Duplicate the lines from the line containing "Spot the shrub" up to and including the line containing "[[[245,116],[242,113],[222,112],[221,118],[228,124],[245,124]]]", with no changes, and reproduce only those lines.
--- --- ---
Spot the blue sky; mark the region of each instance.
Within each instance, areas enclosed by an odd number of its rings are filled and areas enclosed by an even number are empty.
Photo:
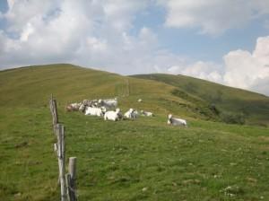
[[[269,1],[0,1],[0,68],[72,63],[269,94]]]

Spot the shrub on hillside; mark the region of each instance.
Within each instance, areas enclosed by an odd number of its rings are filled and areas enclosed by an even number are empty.
[[[245,116],[242,113],[222,112],[221,118],[228,124],[245,124]]]

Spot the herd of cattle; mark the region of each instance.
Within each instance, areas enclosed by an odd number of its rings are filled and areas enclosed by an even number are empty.
[[[142,102],[139,99],[138,102]],[[139,116],[153,117],[154,114],[150,111],[141,110],[140,112],[134,109],[129,109],[124,115],[117,107],[117,99],[107,100],[84,100],[82,102],[71,103],[65,107],[66,111],[81,111],[85,115],[103,117],[104,120],[117,121],[122,119],[135,119]],[[171,114],[168,116],[169,125],[187,127],[187,121],[182,118],[173,118]]]

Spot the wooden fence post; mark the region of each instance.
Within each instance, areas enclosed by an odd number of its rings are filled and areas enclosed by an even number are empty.
[[[66,200],[66,188],[65,188],[65,127],[60,124],[56,126],[56,133],[57,136],[57,156],[59,166],[59,179],[61,185],[61,201]]]
[[[76,179],[76,157],[69,158],[68,174],[65,175],[67,197],[69,201],[76,201],[75,194],[75,179]]]

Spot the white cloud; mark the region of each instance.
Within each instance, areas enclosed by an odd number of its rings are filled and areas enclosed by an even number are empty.
[[[136,14],[149,2],[117,0],[116,6],[113,0],[9,0],[9,10],[2,13],[7,27],[0,30],[1,67],[62,62],[124,74],[183,74],[269,94],[269,37],[259,38],[252,53],[229,52],[222,65],[191,61],[162,48],[157,34],[148,27],[130,33]],[[233,8],[239,2],[169,0],[161,4],[168,6],[167,25],[200,26],[211,34],[269,11],[266,3],[257,0],[247,1],[247,6],[243,4],[239,12]],[[237,12],[240,16],[236,16]]]
[[[258,38],[252,53],[241,49],[229,52],[223,56],[223,65],[204,61],[187,63],[170,66],[167,72],[269,95],[269,36]]]
[[[253,53],[230,51],[223,59],[224,83],[269,94],[269,85],[264,85],[269,80],[269,36],[257,39]]]
[[[170,74],[182,74],[215,83],[222,83],[221,66],[213,62],[198,61],[191,65],[172,66],[168,69]]]
[[[262,14],[269,13],[265,0],[167,0],[165,24],[174,28],[199,28],[201,33],[218,35],[244,26]]]

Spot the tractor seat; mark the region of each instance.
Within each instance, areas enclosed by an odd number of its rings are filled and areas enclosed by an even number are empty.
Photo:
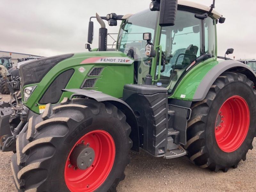
[[[185,55],[185,57],[186,56]],[[174,69],[182,69],[186,68],[188,65],[190,64],[190,60],[189,58],[187,57],[184,57],[183,60],[183,62],[182,62],[182,64],[176,65]],[[172,66],[172,68],[173,69],[174,68],[174,65]]]

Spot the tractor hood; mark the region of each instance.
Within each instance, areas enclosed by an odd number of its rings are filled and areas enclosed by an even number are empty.
[[[39,113],[40,108],[46,104],[69,97],[72,93],[62,92],[64,89],[94,90],[122,98],[124,85],[134,83],[133,62],[117,51],[86,52],[31,61],[20,69],[22,101]],[[27,92],[29,97],[25,95],[25,89],[32,90]]]
[[[31,61],[20,67],[22,86],[40,82],[49,71],[67,59],[75,60],[73,66],[83,64],[131,65],[134,60],[120,52],[90,52],[51,57]]]

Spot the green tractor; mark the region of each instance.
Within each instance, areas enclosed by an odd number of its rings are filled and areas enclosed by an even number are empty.
[[[11,81],[11,76],[10,75],[12,72],[13,68],[11,57],[3,56],[0,57],[0,65],[3,66],[6,68],[8,70],[8,78]],[[8,89],[5,82],[1,76],[0,75],[0,92],[2,94],[9,94],[10,91]]]
[[[133,15],[96,14],[98,48],[21,66],[22,101],[13,94],[0,113],[1,149],[16,152],[18,191],[116,191],[131,149],[187,155],[216,172],[245,160],[256,136],[256,76],[217,60],[225,19],[214,6],[156,0]],[[122,22],[115,51],[107,51],[104,20]],[[91,20],[90,43],[93,31]]]

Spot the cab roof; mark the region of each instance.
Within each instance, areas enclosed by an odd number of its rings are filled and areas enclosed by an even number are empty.
[[[186,1],[186,0],[178,0],[178,5],[192,7],[196,9],[198,9],[200,10],[205,11],[208,12],[211,9],[210,6],[207,6],[197,3],[195,3],[190,1]],[[220,17],[222,17],[222,15],[218,13],[214,9],[212,10],[212,13],[213,14],[213,16],[215,19],[219,19]]]
[[[190,8],[194,8],[194,9],[198,10],[199,11],[205,12],[208,12],[211,9],[210,7],[208,7],[206,5],[204,5],[197,3],[195,3],[186,1],[186,0],[178,0],[178,6],[187,7]],[[212,12],[212,16],[215,19],[219,19],[220,17],[222,17],[222,15],[215,11],[214,9]],[[133,15],[133,14],[127,14],[124,15],[122,18],[122,19],[126,19],[128,17]]]

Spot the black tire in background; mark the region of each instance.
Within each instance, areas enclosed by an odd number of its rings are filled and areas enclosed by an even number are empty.
[[[9,95],[11,93],[5,82],[3,78],[0,79],[0,92],[4,95]]]
[[[256,91],[253,86],[243,74],[225,72],[214,82],[204,100],[192,104],[185,147],[194,164],[226,172],[245,160],[248,150],[252,149],[256,132]],[[222,113],[221,109],[225,111]],[[246,109],[250,113],[247,116]],[[240,141],[236,140],[239,138]]]
[[[68,175],[68,172],[79,175],[83,171],[69,164],[73,154],[70,153],[74,151],[73,148],[76,148],[81,137],[99,130],[107,132],[114,141],[114,161],[102,184],[92,190],[94,186],[85,183],[83,191],[115,191],[119,182],[124,178],[124,172],[130,160],[128,151],[132,146],[129,137],[131,128],[125,116],[107,102],[81,98],[64,100],[54,107],[48,104],[44,113],[31,117],[28,130],[19,135],[17,153],[11,163],[16,188],[20,191],[78,191],[67,185],[70,184],[67,177],[72,176]],[[79,143],[79,146],[92,146],[87,144],[90,138],[85,138]]]

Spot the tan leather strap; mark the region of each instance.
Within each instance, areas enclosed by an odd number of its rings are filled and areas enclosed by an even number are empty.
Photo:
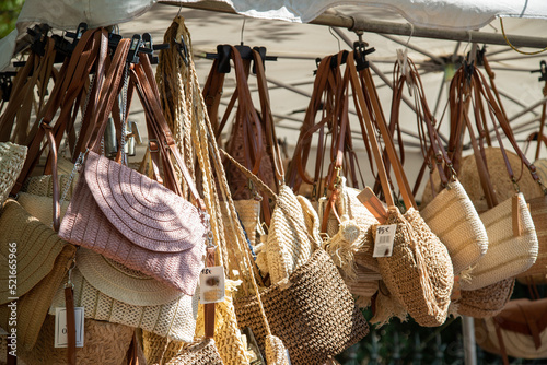
[[[207,247],[207,267],[213,267],[214,263],[214,247]],[[214,337],[214,303],[203,305],[205,313],[205,335],[212,339]]]
[[[360,78],[357,73],[354,60],[353,60],[353,52],[350,52],[348,56],[347,60],[347,70],[349,71],[350,80],[351,80],[351,85],[353,89],[353,94],[357,95],[358,99],[358,107],[361,109],[361,116],[364,119],[364,127],[366,128],[366,136],[369,136],[369,142],[371,143],[371,150],[374,156],[374,161],[376,162],[376,167],[377,167],[377,174],[380,177],[380,181],[382,184],[382,189],[385,195],[385,200],[386,203],[389,208],[395,207],[395,201],[393,199],[391,189],[389,189],[389,184],[387,181],[387,174],[382,161],[382,152],[380,150],[380,145],[376,141],[375,133],[374,133],[374,128],[372,125],[371,120],[371,110],[369,110],[368,104],[364,99],[364,93],[362,90],[362,84],[360,82]]]
[[[509,365],[508,352],[505,350],[505,342],[503,342],[503,335],[501,333],[500,323],[496,317],[493,317],[493,326],[496,328],[496,335],[498,337],[498,343],[500,345],[501,358],[503,360],[503,365]]]
[[[65,287],[65,309],[67,314],[67,364],[75,365],[75,316],[72,286]]]
[[[159,148],[160,151],[162,151],[164,173],[168,173],[167,177],[170,180],[166,180],[166,182],[170,182],[173,188],[177,188],[177,190],[173,191],[182,195],[182,189],[178,180],[176,179],[174,166],[171,162],[171,156],[173,156],[183,173],[183,177],[186,180],[188,189],[196,203],[202,211],[205,211],[205,205],[196,189],[196,185],[184,163],[184,158],[181,156],[178,149],[176,148],[171,130],[165,121],[165,117],[163,116],[158,87],[151,86],[151,84],[155,83],[155,79],[153,76],[149,79],[151,73],[144,71],[147,68],[151,69],[150,60],[147,55],[140,55],[140,62],[136,64],[131,71],[131,80],[135,83],[135,87],[148,116],[147,121],[151,123],[154,136],[158,137]]]
[[[61,114],[57,118],[56,126],[54,127],[54,134],[56,136],[57,125],[63,125],[67,122],[67,117],[70,115],[70,109],[72,108],[72,102],[77,98],[78,93],[83,86],[84,78],[86,78],[91,71],[91,68],[96,59],[98,52],[98,43],[102,36],[106,35],[106,31],[103,28],[89,31],[82,35],[80,38],[73,55],[81,55],[80,57],[71,57],[68,62],[63,64],[61,71],[59,72],[59,79],[55,83],[51,95],[43,109],[43,114],[37,117],[37,121],[34,125],[36,132],[31,132],[28,141],[28,152],[25,160],[25,164],[21,170],[21,174],[12,189],[12,195],[16,195],[21,189],[23,181],[32,173],[34,167],[37,165],[39,157],[42,155],[42,141],[44,139],[44,130],[39,128],[40,122],[50,123],[55,117],[56,111],[62,105]],[[59,127],[60,128],[60,127]],[[59,143],[57,143],[59,145]]]
[[[49,144],[49,151],[51,154],[51,164],[53,164],[53,169],[51,169],[51,179],[53,179],[53,189],[54,189],[54,197],[53,197],[53,213],[54,213],[54,231],[59,232],[59,226],[60,226],[60,190],[59,190],[59,179],[57,177],[57,144],[55,142],[55,137],[53,133],[53,128],[46,122],[42,122],[40,128],[44,129],[44,132],[46,134],[47,143]]]
[[[333,108],[329,107],[331,104],[331,89],[329,89],[328,78],[331,72],[330,61],[333,56],[327,56],[321,60],[317,68],[317,73],[314,81],[313,92],[310,99],[310,104],[304,116],[304,120],[301,127],[301,132],[299,137],[299,142],[294,149],[291,165],[288,172],[288,185],[294,190],[299,191],[302,181],[306,184],[316,185],[319,182],[321,168],[323,166],[323,154],[324,154],[324,143],[325,143],[325,130],[326,123],[333,119]],[[324,101],[324,103],[322,103]],[[315,122],[315,118],[318,111],[322,111],[321,119]],[[315,132],[318,133],[317,141],[317,152],[315,162],[314,178],[310,179],[306,176],[306,165],[310,155],[310,150],[312,145],[312,139]],[[319,186],[321,189],[321,186]]]
[[[86,143],[86,150],[94,151],[98,154],[101,153],[101,141],[106,130],[106,121],[121,87],[121,78],[124,75],[130,43],[131,40],[127,38],[118,43],[110,67],[106,70],[104,83],[100,86],[101,97],[97,99],[92,110],[90,120],[94,128]]]
[[[353,67],[354,66],[352,64],[351,69],[353,69]],[[400,191],[401,197],[403,197],[403,201],[405,202],[405,205],[407,209],[412,208],[412,207],[417,208],[416,201],[414,200],[414,197],[411,195],[410,186],[408,184],[405,172],[403,170],[403,166],[400,165],[400,161],[399,161],[397,153],[395,151],[395,145],[393,143],[393,139],[392,139],[389,132],[387,131],[387,125],[385,122],[385,118],[384,118],[382,108],[380,106],[380,102],[379,102],[379,97],[377,97],[377,93],[376,93],[376,87],[374,86],[374,82],[372,80],[372,74],[370,72],[370,69],[364,69],[363,71],[361,71],[361,74],[362,74],[362,78],[364,79],[364,82],[365,82],[364,86],[366,87],[366,90],[370,93],[369,95],[370,95],[370,101],[372,104],[372,109],[373,109],[373,113],[375,115],[375,118],[377,121],[377,127],[380,128],[381,136],[384,140],[387,155],[389,157],[391,163],[393,164],[393,170],[395,174],[395,178],[397,180],[397,185],[399,187],[399,191]],[[372,122],[372,120],[371,120],[371,122]],[[371,136],[370,133],[371,132],[369,131],[369,136]],[[372,139],[372,137],[370,139]],[[382,163],[382,160],[376,161],[376,166],[377,166],[377,163]],[[384,193],[388,192],[385,190],[386,188],[388,188],[388,187],[387,186],[383,187]]]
--- --- ---
* COMPLETED EXERCISE *
Spot the shrub on hillside; mark the region of each instance.
Within each instance, areas enclosed by an odd number of its rings are filled and areas enclosed by an even number are empty.
[[[245,116],[242,113],[222,112],[221,118],[228,124],[245,124]]]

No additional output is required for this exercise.